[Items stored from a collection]
======

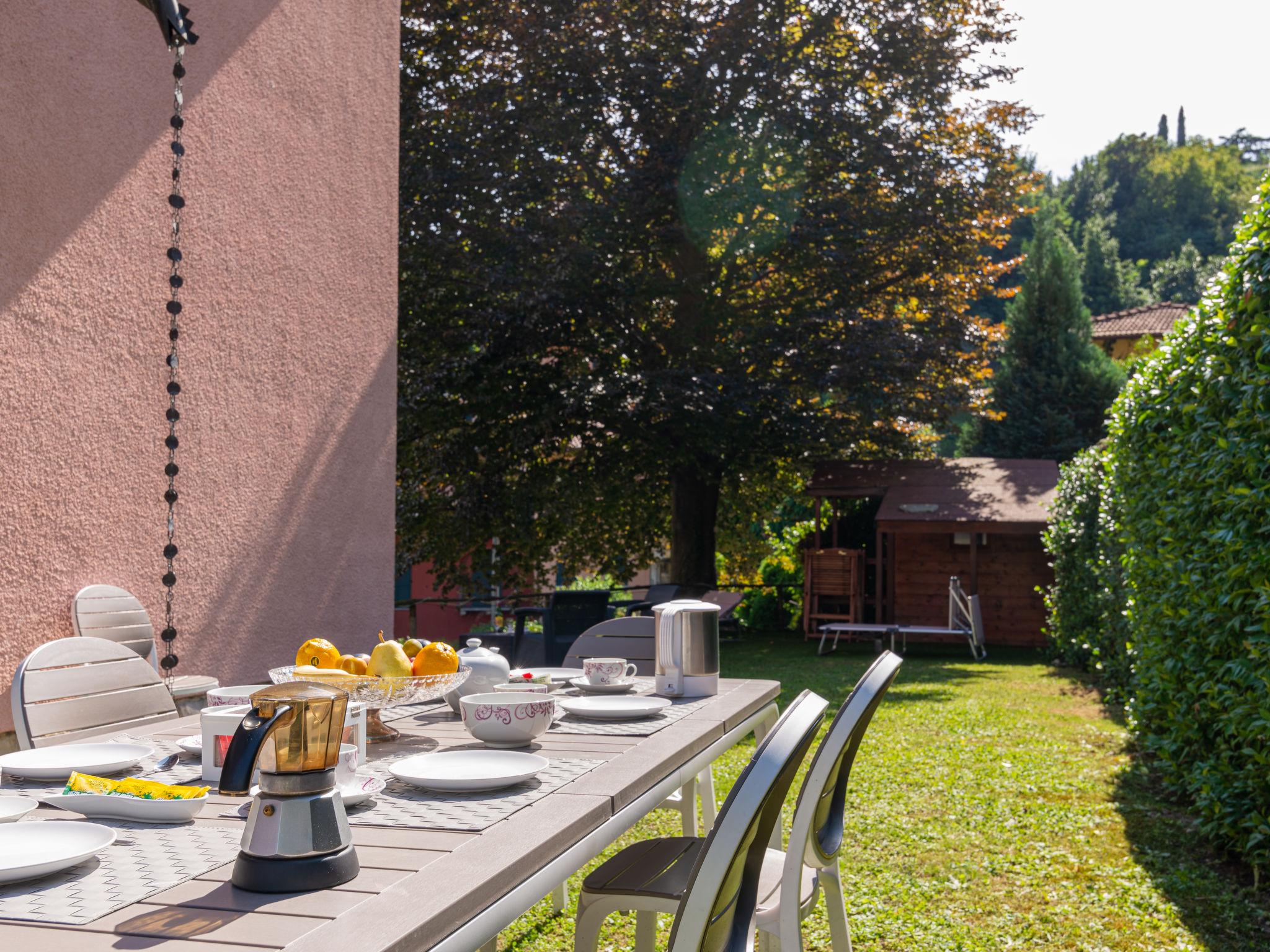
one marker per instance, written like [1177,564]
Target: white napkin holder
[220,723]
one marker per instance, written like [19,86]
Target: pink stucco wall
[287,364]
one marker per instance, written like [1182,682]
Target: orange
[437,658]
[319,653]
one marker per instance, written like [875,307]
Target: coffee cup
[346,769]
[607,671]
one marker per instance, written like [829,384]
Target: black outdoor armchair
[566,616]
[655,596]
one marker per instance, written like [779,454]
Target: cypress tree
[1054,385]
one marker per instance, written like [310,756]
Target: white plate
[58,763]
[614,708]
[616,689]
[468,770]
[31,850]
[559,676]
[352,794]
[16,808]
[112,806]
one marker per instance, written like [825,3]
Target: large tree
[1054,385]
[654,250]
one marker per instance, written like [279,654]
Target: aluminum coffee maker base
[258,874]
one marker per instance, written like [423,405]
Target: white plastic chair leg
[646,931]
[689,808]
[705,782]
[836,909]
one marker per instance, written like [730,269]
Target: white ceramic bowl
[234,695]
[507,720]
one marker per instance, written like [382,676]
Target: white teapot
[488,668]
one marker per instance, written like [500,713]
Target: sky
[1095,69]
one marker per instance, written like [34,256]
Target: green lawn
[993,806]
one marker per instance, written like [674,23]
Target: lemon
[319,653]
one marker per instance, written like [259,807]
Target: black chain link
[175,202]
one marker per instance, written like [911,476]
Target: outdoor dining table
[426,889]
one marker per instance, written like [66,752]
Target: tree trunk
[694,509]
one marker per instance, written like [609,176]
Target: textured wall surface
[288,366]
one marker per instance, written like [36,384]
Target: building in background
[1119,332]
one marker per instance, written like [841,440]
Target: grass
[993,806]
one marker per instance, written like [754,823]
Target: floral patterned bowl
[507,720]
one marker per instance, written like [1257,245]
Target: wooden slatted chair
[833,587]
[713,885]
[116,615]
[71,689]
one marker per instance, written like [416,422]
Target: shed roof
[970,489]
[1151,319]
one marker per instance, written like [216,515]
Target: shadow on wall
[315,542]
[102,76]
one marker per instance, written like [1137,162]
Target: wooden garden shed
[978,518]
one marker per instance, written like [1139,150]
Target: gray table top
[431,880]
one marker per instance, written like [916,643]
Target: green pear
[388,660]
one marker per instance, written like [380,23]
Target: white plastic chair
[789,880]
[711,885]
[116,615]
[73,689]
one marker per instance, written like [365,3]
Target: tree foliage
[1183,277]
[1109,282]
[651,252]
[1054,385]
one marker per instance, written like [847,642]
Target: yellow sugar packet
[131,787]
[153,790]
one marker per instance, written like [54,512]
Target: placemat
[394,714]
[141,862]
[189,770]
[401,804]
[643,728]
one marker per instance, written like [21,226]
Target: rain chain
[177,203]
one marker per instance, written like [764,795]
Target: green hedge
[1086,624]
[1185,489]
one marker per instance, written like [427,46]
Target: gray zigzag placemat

======

▸ **Instruction**: Please transcribe every line above without any changes, and leave the pictures out of your answer.

▸ **Exercise response**:
one marker per instance, written like [1177,564]
Target: white napkin holder
[220,723]
one marker per instance, written like [19,86]
Target: pink stucco wall
[287,364]
one marker per instance, written like [1182,682]
Target: orange
[437,658]
[319,653]
one marker per instance, written like [875,307]
Target: coffee cup
[346,769]
[607,671]
one marker per instance, written like [829,384]
Target: black outdoor armchair
[566,616]
[655,596]
one marker per instance, written like [779,454]
Target: cypress tree
[1054,385]
one marker per instance, written like [310,756]
Target: white plate
[58,763]
[614,708]
[616,689]
[468,770]
[31,850]
[559,676]
[352,794]
[16,808]
[112,806]
one marker per instance, written like [825,3]
Target: large tree
[1054,385]
[654,250]
one marker per instance, written like [279,654]
Target: aluminum coffee maker base
[258,874]
one marker per instance, written like [423,405]
Target: white plastic chair leg
[646,931]
[689,808]
[705,782]
[836,909]
one marker per instance, written like [730,269]
Target: white ceramic bowl
[234,695]
[507,720]
one marker per instance, written like [382,676]
Target: white teapot
[488,668]
one marker per instance, written like [500,713]
Target: sky
[1095,69]
one marker per instance, written like [34,256]
Target: green lawn
[993,806]
one marker per instance, written like [674,23]
Target: lemon
[319,653]
one marker per instance, written like [259,807]
Target: black chain link
[175,202]
one marker per instance, written like [911,476]
Target: outdoor dining table
[426,889]
one marker per instance, written like [66,752]
Target: tree trunk
[694,509]
one marker per instance, written like [609,176]
Target: textured wall surface
[288,366]
one marker per instance, written like [36,384]
Target: building in background
[1119,332]
one marker per instance, written like [841,440]
Target: grass
[993,806]
one marker per instance, written like [754,823]
Target: floral patterned bowl
[507,720]
one marker per instance, written like [1257,245]
Target: wooden slatted chair
[833,587]
[713,885]
[116,615]
[71,689]
one marker per instance, written like [416,422]
Target: shed roof
[970,489]
[1151,319]
one marker per instance, written like [216,515]
Target: shadow on wall
[315,542]
[102,76]
one marker per instance, written like [1137,162]
Target: wooden garden shed
[978,518]
one marker per instance, written like [1139,150]
Target: gray table top
[431,880]
one marker per instance, written like [916,643]
Target: green pear
[388,660]
one marker per instance, written like [380,23]
Target: white plastic chair
[789,880]
[711,885]
[116,615]
[73,689]
one marker per instance, written like [365,3]
Target: tree foliage
[1183,277]
[1109,282]
[651,252]
[1054,385]
one marker per instance, written like [847,642]
Target: yellow sugar packet
[131,787]
[153,790]
one marker per instance, written like [54,512]
Target: placemat
[394,714]
[141,862]
[189,770]
[401,804]
[643,728]
one marker per instance, written like [21,226]
Target: rain chain
[177,203]
one marker per instance, written like [764,795]
Target: green hedge
[1086,624]
[1185,489]
one marker per instance, written like [427,46]
Target: gray zigzag placemat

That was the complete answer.